Segment Start: EXTRACTED MATERIAL

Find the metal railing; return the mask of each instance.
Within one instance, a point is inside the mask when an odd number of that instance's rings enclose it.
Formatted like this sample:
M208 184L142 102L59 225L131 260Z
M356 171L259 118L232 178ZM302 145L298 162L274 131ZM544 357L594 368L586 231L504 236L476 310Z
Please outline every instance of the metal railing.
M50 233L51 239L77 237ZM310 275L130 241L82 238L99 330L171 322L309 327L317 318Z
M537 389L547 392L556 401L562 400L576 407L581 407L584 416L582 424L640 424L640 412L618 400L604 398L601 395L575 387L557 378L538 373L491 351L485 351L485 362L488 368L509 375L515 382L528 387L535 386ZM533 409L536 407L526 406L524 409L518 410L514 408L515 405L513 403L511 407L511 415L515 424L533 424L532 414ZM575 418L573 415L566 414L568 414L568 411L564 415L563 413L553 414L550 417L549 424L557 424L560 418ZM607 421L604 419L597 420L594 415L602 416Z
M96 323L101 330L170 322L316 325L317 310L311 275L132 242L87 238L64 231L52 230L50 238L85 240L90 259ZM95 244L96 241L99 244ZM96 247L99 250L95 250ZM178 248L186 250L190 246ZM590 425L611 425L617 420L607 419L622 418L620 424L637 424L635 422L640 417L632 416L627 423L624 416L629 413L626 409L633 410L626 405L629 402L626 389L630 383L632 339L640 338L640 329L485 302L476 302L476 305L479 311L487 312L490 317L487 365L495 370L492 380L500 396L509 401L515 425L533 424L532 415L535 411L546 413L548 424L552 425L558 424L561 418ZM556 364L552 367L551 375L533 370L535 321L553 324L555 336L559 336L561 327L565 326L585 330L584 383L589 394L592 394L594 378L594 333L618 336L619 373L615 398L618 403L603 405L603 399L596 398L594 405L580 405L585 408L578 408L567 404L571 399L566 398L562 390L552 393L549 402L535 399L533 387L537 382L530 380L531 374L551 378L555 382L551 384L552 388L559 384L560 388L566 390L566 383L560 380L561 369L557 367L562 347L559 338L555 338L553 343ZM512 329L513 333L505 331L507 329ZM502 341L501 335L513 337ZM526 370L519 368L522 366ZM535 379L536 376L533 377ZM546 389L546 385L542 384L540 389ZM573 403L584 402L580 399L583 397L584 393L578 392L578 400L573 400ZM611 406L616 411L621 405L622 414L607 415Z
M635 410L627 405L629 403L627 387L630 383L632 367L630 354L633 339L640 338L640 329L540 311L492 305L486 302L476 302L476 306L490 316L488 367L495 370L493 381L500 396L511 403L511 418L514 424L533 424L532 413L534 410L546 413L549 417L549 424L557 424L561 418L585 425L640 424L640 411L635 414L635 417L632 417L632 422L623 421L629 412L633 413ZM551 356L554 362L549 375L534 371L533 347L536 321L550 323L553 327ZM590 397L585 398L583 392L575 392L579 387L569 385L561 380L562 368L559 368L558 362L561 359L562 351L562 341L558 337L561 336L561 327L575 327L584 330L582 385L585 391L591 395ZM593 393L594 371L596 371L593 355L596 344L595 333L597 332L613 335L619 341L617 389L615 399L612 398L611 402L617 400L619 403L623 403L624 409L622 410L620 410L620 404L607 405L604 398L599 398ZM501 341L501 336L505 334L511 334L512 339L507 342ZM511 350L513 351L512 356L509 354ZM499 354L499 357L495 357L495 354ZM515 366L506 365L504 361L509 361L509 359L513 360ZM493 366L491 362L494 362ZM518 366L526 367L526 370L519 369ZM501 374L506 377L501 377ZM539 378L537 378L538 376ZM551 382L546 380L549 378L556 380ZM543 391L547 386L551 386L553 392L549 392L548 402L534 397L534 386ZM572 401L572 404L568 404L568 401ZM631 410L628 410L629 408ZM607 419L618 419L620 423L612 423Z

Segment End: EXTRACTED MATERIAL

Once you have read the records above, please copy them out exactly.

RESPONSE TO THIS EXERCISE:
Find the metal railing; return the mask of each instance.
Within one instance, a point is inside the mask when an odd number of that instance's rings enclose it.
Formatted like this sample:
M208 184L142 102L59 225L131 260Z
M356 171L259 118L232 178ZM302 145L298 162L274 131ZM544 357L594 368L586 231L504 236L476 310Z
Please outline every instance of the metal railing.
M50 233L51 239L77 237ZM310 275L130 241L82 238L99 330L171 322L309 327L317 318Z
M537 389L547 392L556 401L562 400L576 407L581 407L584 416L582 424L640 424L640 412L618 400L604 398L601 395L575 387L557 378L538 373L491 351L485 351L485 362L488 368L509 375L515 382L528 387L535 386ZM533 409L536 407L526 406L524 409L518 410L514 408L515 405L513 403L511 407L511 415L515 424L533 424L532 414ZM575 418L573 415L566 414L568 414L568 411L564 415L563 413L553 414L550 417L549 424L557 424L560 418ZM607 421L604 419L597 420L594 415L602 416Z
M96 323L101 330L170 322L316 325L317 310L311 275L132 242L87 238L64 231L52 230L50 238L85 240L90 259ZM95 244L96 241L99 244ZM96 247L99 250L95 250ZM178 248L186 250L190 246ZM590 425L611 425L617 420L607 419L622 418L620 424L637 424L635 422L640 417L632 416L627 423L624 416L629 413L626 409L633 410L626 405L629 402L626 389L630 383L632 339L640 338L640 329L485 302L476 302L476 305L479 311L487 312L490 317L487 365L495 370L492 380L500 396L509 401L515 425L533 424L532 415L535 411L546 413L548 424L552 425L558 424L561 418ZM556 364L552 367L551 375L533 370L535 321L553 324L555 336L559 336L561 327L565 326L585 330L584 383L589 394L592 394L594 378L594 333L618 336L619 373L615 398L618 403L603 405L603 399L596 398L594 405L580 405L585 408L578 408L567 404L571 399L566 398L562 390L552 393L549 402L535 399L533 387L537 382L530 380L531 374L551 378L555 382L551 384L552 388L559 384L560 388L566 390L566 383L560 380L561 369L557 367L562 347L559 338L555 338L553 343ZM512 329L513 333L505 331L507 329ZM502 341L501 335L513 337ZM526 370L519 368L522 366ZM535 379L536 376L533 377ZM546 389L546 385L542 384L540 389ZM573 403L584 402L580 399L583 397L584 393L578 392L578 400L573 400ZM611 406L616 411L621 405L622 414L607 415Z
M635 410L627 405L629 403L627 387L630 383L632 367L630 354L633 339L640 338L640 329L540 311L492 305L486 302L476 302L476 306L490 316L488 367L495 370L493 381L500 396L511 403L511 418L514 424L533 424L532 413L534 410L546 413L549 417L549 424L557 424L561 418L585 425L640 424L640 411L635 414L635 417L632 417L632 422L623 421L629 412L633 413ZM551 356L554 362L549 375L534 371L533 347L536 321L550 323L553 327ZM590 397L585 398L583 392L575 392L579 387L569 385L561 380L562 368L559 368L558 362L561 359L562 351L562 341L558 337L561 336L561 327L575 327L584 330L582 385L585 391L591 395ZM593 393L594 371L596 371L593 355L596 344L595 333L597 332L613 335L619 341L617 389L615 399L612 398L611 402L617 400L619 403L623 403L624 409L622 410L620 410L620 404L607 405L604 398L599 398ZM501 341L501 336L505 334L511 334L512 339L507 342ZM511 350L513 351L512 356L509 354ZM499 354L499 357L495 357L495 354ZM515 366L506 365L504 361L509 361L509 359L513 360ZM493 366L491 362L494 362ZM518 366L526 367L526 370L519 369ZM501 374L506 377L501 377ZM539 378L537 378L538 376ZM551 382L546 380L549 378L556 380ZM543 391L547 386L551 386L553 392L549 392L548 402L534 397L534 386ZM572 401L572 404L568 404L568 401ZM631 410L628 410L629 408ZM607 419L618 419L620 423L612 423Z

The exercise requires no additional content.